Document segment —
= = =

Now I need to know how we can get below output
Col1 Value
---- ---------------------
1 1331882981,ab123456
1 1331890329,pqr123223
2 1331882981,abc333
2 1331890329,pqrs23
([0-9]{10},[a-z 0-9]+.), ==> This is the regular expression to match "1331890329,pqrs23" and I need to know how can replace which are not matching this regex and then split them into multiple rows
EDIT#1
I am on Oracle 10.2.0.5.0 and hence cannot use REGEXP_COUNT function :-( Also, the col2 is a CLOB which is massive
EDIT#2
I've tried below query and it works fine for some records (i.e. if I add a "where" clause). But when I remove the "where", it never returns any result. I've tried to put this into a view and insert into a table and left it run overnight but still it had not completed :(
with t as (select col1, col2 from temp_table)
select col1,
cast(substr(regexp_substr(col2, '[^~]+', 1, level), 1, 50) as
varchar2(50)) data
from t
connect by level <= length(col2) - length(replace(col2, '~')) + 1
EDIT#3
# of Chars in Clob Total
----------- -----
0 - 1k 3196
1k - 5k 2865
5k - 25k 661
25k - 100k 36
> 100k 2
----------- -----
Grand Total 6760
I have ~7k rows of clobs which have the distribution as shown above...
Well, you could try something like:
with v as
(
select 1 col1, '1331882981,ab123456,Some text here
which can run multiple lines and have a lot of text...
~1331890329,pqr123223,Some more text...' col2 from dual
union all
select 2 col1, '133188298777,abc333,Some text here
which can run multiple lines and have a lot of text...
~1331890329,pqrs23,Some more text...' col2 from dual
)
select distinct col1, regexp_substr(col2, '([0-9]{10},[a-z 0-9]+)', 1, level) split
from v
connect by level <= REGEXP_COUNT(col2, '([0-9]{10},[a-z0-9]+)')

= = =

Information provided —
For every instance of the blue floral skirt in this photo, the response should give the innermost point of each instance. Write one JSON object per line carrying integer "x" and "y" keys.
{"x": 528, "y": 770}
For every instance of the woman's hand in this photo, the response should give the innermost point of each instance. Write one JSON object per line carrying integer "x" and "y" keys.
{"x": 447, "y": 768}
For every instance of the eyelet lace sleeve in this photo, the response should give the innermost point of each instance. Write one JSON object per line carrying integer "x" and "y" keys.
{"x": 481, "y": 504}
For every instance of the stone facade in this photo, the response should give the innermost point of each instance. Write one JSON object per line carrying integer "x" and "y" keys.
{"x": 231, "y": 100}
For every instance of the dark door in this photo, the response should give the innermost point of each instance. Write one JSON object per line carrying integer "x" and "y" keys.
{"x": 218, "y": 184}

= = =

Required actions —
a - In the forum thread on splitting Oracle CLOB values with a regular expression, translate this sentence into Spanish: "But when I remove the "where", it never returns any result."
b - Carry on the forum thread about splitting Oracle CLOB values with a regular expression, picking up right after its final line.

Responses per task —
a - Pero cuando quito el "where", nunca devuelve ningún resultado.

b -
order by col1
;
This gives:
1 1331882981,ab123456
1 1331890329,pqr123223
2 1331890329,pqrs23
2 3188298777,abc333
EDIT : for 10g, REGEXP_COUNT does not exist but you have workarounds. Here I replace the pattern found by something I hope I won't find in the text (here, XYZXYZ but you can choose something much more complex to be confident), do a diff with the same matching but replaced by the empty string, then divide by my pattern length (here, 6):
with v as
(
select 1 col1, '1331882981,ab123456,Some text here
which can run multiple lines and have a lot of text...
~1331890329,pqr123223,Some more text...' col2 from dual
union all
select 2 col1, '133188298777,abc333,Some text here
which can run multiple lines and have a lot of text...
~1331890329,pqrs23,Some more text...' col2 from dual
)
select distinct col1, regexp_substr(col2, '([0-9]{10},[a-z 0-9]+)', 1, level) split
from v
connect by level <= (length(REGEXP_REPLACE(col2, '([0-9]{10},[a-z 0-9]+)', 'XYZXYZ')) - length(REGEXP_REPLACE(col2, '([0-9]{10},[a-z 0-9]+)', ''))) / 6
order by col1
;
EDIT 2 : CLOBs (and LOBs in general) and regexp don't seem to fit well together:
ORA-00932: inconsistent datatypes: expected - got CLOB
Converting the CLOG to a string (regexp_substr(to_char(col2), ...) seems to fix the issue.
EDIT 3 : CLOBs don't like distinct either, so converting split result to char in an embedded request and then using the distinct on the upper request succeeds !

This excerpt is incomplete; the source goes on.